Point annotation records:
☆ ☆ ☆ ☆ ☆ ☆ ☆

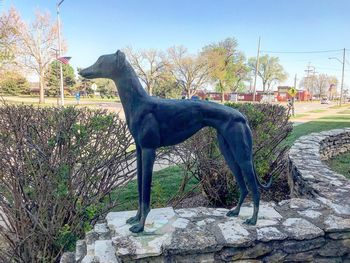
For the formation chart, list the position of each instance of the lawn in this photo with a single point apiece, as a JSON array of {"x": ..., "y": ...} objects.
[
  {"x": 317, "y": 111},
  {"x": 345, "y": 112},
  {"x": 165, "y": 184},
  {"x": 300, "y": 115},
  {"x": 340, "y": 164}
]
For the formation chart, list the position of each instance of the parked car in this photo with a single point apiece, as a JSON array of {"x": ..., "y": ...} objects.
[{"x": 325, "y": 101}]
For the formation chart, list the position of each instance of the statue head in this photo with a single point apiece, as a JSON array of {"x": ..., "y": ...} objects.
[{"x": 106, "y": 66}]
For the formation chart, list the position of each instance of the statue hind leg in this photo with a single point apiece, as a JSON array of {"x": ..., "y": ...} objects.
[
  {"x": 136, "y": 219},
  {"x": 148, "y": 157},
  {"x": 239, "y": 138},
  {"x": 236, "y": 170}
]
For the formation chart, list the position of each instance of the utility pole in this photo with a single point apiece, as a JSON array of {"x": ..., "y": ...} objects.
[
  {"x": 256, "y": 69},
  {"x": 342, "y": 75},
  {"x": 342, "y": 79},
  {"x": 293, "y": 99},
  {"x": 59, "y": 51}
]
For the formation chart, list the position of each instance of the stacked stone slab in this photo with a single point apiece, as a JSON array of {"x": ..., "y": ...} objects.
[{"x": 313, "y": 226}]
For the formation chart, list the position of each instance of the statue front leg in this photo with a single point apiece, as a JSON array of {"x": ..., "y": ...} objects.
[
  {"x": 148, "y": 157},
  {"x": 136, "y": 219}
]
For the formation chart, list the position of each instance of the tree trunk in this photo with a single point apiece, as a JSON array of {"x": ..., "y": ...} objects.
[
  {"x": 222, "y": 92},
  {"x": 188, "y": 93}
]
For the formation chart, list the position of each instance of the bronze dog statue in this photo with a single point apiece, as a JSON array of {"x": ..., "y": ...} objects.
[{"x": 155, "y": 123}]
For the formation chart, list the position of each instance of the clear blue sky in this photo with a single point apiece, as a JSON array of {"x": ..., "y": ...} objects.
[{"x": 92, "y": 28}]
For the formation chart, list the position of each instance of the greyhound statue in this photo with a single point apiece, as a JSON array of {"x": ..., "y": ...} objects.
[{"x": 155, "y": 123}]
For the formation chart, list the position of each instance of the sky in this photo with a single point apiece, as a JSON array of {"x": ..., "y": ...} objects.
[{"x": 92, "y": 28}]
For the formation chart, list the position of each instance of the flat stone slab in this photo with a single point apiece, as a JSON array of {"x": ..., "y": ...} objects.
[{"x": 299, "y": 228}]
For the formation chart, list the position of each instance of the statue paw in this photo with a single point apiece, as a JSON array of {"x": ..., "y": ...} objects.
[
  {"x": 133, "y": 220},
  {"x": 232, "y": 213},
  {"x": 136, "y": 228},
  {"x": 251, "y": 221}
]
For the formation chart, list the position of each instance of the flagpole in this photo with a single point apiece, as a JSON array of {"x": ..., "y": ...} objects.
[{"x": 59, "y": 51}]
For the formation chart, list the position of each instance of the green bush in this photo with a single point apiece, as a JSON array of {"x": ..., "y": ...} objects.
[{"x": 58, "y": 167}]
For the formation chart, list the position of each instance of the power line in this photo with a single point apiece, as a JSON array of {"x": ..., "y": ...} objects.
[{"x": 302, "y": 52}]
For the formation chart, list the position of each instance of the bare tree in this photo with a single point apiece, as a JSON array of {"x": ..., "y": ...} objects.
[
  {"x": 149, "y": 65},
  {"x": 8, "y": 37},
  {"x": 227, "y": 65},
  {"x": 38, "y": 42},
  {"x": 190, "y": 71},
  {"x": 318, "y": 84}
]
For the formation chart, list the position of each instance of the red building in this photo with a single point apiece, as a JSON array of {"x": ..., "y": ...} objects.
[{"x": 283, "y": 95}]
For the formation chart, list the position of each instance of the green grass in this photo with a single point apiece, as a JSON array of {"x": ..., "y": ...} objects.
[
  {"x": 165, "y": 184},
  {"x": 339, "y": 107},
  {"x": 340, "y": 164},
  {"x": 300, "y": 115},
  {"x": 344, "y": 112},
  {"x": 321, "y": 124}
]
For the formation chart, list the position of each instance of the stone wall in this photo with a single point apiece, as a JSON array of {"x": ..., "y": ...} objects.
[{"x": 313, "y": 226}]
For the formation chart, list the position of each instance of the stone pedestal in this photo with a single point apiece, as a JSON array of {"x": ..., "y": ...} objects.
[{"x": 312, "y": 227}]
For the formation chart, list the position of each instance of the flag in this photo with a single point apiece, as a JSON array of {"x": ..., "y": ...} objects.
[{"x": 64, "y": 60}]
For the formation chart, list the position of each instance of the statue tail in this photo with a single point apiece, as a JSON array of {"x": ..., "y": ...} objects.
[{"x": 263, "y": 186}]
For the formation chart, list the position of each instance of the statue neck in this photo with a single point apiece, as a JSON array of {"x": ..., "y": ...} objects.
[{"x": 130, "y": 90}]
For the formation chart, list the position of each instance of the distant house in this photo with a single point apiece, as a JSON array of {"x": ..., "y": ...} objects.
[{"x": 283, "y": 95}]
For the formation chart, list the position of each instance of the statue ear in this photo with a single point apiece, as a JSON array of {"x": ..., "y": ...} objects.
[{"x": 120, "y": 59}]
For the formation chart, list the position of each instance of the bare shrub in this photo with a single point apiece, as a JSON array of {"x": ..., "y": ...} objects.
[{"x": 58, "y": 166}]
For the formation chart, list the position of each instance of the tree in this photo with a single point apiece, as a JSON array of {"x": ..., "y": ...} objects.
[
  {"x": 270, "y": 70},
  {"x": 190, "y": 71},
  {"x": 167, "y": 86},
  {"x": 318, "y": 85},
  {"x": 13, "y": 83},
  {"x": 227, "y": 67},
  {"x": 105, "y": 87},
  {"x": 52, "y": 77},
  {"x": 38, "y": 42},
  {"x": 149, "y": 65},
  {"x": 323, "y": 83},
  {"x": 8, "y": 37}
]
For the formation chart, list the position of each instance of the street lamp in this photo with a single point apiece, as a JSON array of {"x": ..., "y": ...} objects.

☆ ☆ ☆ ☆ ☆ ☆ ☆

_GOAL:_
Print all of the records shown above exactly, leaving out each picture.

_EXPECTED ANSWER:_
For the formation chart, list the position of each instance of the lawn in this photo with a single point apiece, as a JSON array of {"x": ..., "y": ...} objects.
[
  {"x": 317, "y": 111},
  {"x": 345, "y": 112},
  {"x": 165, "y": 184},
  {"x": 300, "y": 115},
  {"x": 340, "y": 164}
]
For the formation chart, list the position of each instance of the parked car in this photo with a single point apiece, as a JSON array of {"x": ..., "y": ...} objects.
[{"x": 325, "y": 101}]
For the formation chart, list the position of each instance of the statue head in this photo with a single point apiece, as a JSON array of {"x": ..., "y": ...} objects.
[{"x": 106, "y": 66}]
For the formation chart, list the position of each instance of the statue hind leg in this photo with a single point apiece, as a JSON array of {"x": ..., "y": ...} objects.
[
  {"x": 136, "y": 219},
  {"x": 148, "y": 157},
  {"x": 239, "y": 138},
  {"x": 236, "y": 170}
]
For the formation chart, list the position of each instance of the utility pole in this photo with a single point apiece, as a JSON array of {"x": ..., "y": ...} objects.
[
  {"x": 256, "y": 69},
  {"x": 342, "y": 75},
  {"x": 342, "y": 79},
  {"x": 293, "y": 99},
  {"x": 59, "y": 51}
]
For the formation chart, list the position of each instance of the stacked stone slab in this photo with a single point apiece, as a JSON array of {"x": ..., "y": ...} objects.
[{"x": 313, "y": 226}]
For the formation chart, list the position of each instance of the statue front leg in this photo with a single point apiece, as a JSON array of {"x": ..., "y": ...} objects.
[
  {"x": 148, "y": 157},
  {"x": 136, "y": 219}
]
For the formation chart, list the position of each instance of the tree trunk in this photo with a single point apiece, as a JSON array of {"x": ..., "y": ...} objects.
[
  {"x": 222, "y": 92},
  {"x": 188, "y": 93}
]
For the formation chart, list the position of each instance of the bronze dog statue in this photo with a single point apiece, as a JSON array of {"x": ..., "y": ...} objects.
[{"x": 155, "y": 123}]
For the formation chart, list the position of each instance of the clear blue sky in this photo with a single point apiece, as a JSON array of {"x": ..., "y": ...} objects.
[{"x": 92, "y": 28}]
For the formation chart, list the position of each instance of the greyhound statue in this photo with a single point apiece, as a JSON array of {"x": ..., "y": ...} objects.
[{"x": 155, "y": 123}]
For the formation chart, list the position of each instance of the sky in this photo with a single point apiece, as a JSON array of {"x": ..., "y": ...} objects.
[{"x": 92, "y": 28}]
For the formation chart, list the position of each instance of the flat stone slab in this photo with a single point apiece, as a JSON array of {"x": ..., "y": ...} objects.
[{"x": 299, "y": 228}]
For the formation chart, list the position of each instance of the statue paw in this photo with a single point apiece, as a JSON array of {"x": ..., "y": ...} objects.
[
  {"x": 133, "y": 220},
  {"x": 232, "y": 213},
  {"x": 136, "y": 228},
  {"x": 251, "y": 221}
]
For the formation chart, list the position of each instance of the flagpole in this photo with a single point apiece, as a JSON array of {"x": ..., "y": ...} objects.
[{"x": 59, "y": 51}]
For the formation chart, list the position of each instance of the green bush in this photo with a single point apiece, as a JSON array of {"x": ..., "y": ...} objects.
[{"x": 58, "y": 167}]
For the formation chart, list the position of each instance of the power line in this photo with a single point apiece, as a JSON array of {"x": ..., "y": ...} objects.
[{"x": 302, "y": 52}]
For the formation chart, list the position of each instance of the bare tree in this photo with a single point apiece, as a JSON array of {"x": ..., "y": ...} objects.
[
  {"x": 149, "y": 65},
  {"x": 8, "y": 37},
  {"x": 227, "y": 65},
  {"x": 38, "y": 42},
  {"x": 190, "y": 71},
  {"x": 318, "y": 84}
]
For the formation chart, list the position of each instance of the red building in this photo with a single point apiece, as a JSON array of {"x": ..., "y": ...} objects.
[{"x": 283, "y": 95}]
For the formation chart, list the position of each instance of the green grass in this photo with a single point apiece, as a JSON array of {"x": ..., "y": ...} objects.
[
  {"x": 165, "y": 184},
  {"x": 339, "y": 107},
  {"x": 340, "y": 164},
  {"x": 300, "y": 115},
  {"x": 344, "y": 112},
  {"x": 321, "y": 124}
]
For the formation chart, list the position of each instance of the stone wall in this photo with a single point apiece, as a JSON array of {"x": ..., "y": ...} objects.
[{"x": 313, "y": 226}]
For the formation chart, list the position of each instance of the stone pedestal in this photo with a single point apiece, as a JSON array of {"x": ..., "y": ...} objects.
[{"x": 312, "y": 227}]
For the formation chart, list the position of each instance of the flag in this photo with a single point apiece, as a JSON array of {"x": ..., "y": ...} objects.
[{"x": 64, "y": 60}]
For the formation chart, list the position of each instance of the statue tail in this photo with a single point apiece, as a JSON array of {"x": ..., "y": ...} objects.
[{"x": 263, "y": 186}]
For the formation chart, list the position of each instance of the statue neck in this photo with a single point apiece, as a JSON array of {"x": ..., "y": ...} objects.
[{"x": 130, "y": 90}]
For the formation chart, list the position of each instance of the distant house in this photo with a single point apiece, as a JSON array of {"x": ..., "y": ...} objects.
[{"x": 283, "y": 95}]
For the formation chart, list the position of each instance of the statue ear in this photo with a single point apiece, as a JSON array of {"x": ..., "y": ...} objects.
[{"x": 120, "y": 59}]
For the formation chart, list the position of each instance of the bare shrub in this photo with a single point apiece, as a JSON array of {"x": ..., "y": ...} objects.
[{"x": 58, "y": 166}]
For the formation chart, list the position of each instance of the tree in this photo with a single point apiece, as a JSON array of {"x": ..., "y": ...} objects.
[
  {"x": 270, "y": 70},
  {"x": 190, "y": 71},
  {"x": 167, "y": 86},
  {"x": 318, "y": 85},
  {"x": 13, "y": 83},
  {"x": 227, "y": 67},
  {"x": 105, "y": 87},
  {"x": 52, "y": 77},
  {"x": 38, "y": 42},
  {"x": 149, "y": 65},
  {"x": 323, "y": 83},
  {"x": 8, "y": 37}
]
For the formation chart, list the position of each instance of the street lamp in this photo with a single point apiece, as a JSON array of {"x": ..., "y": ...} objects.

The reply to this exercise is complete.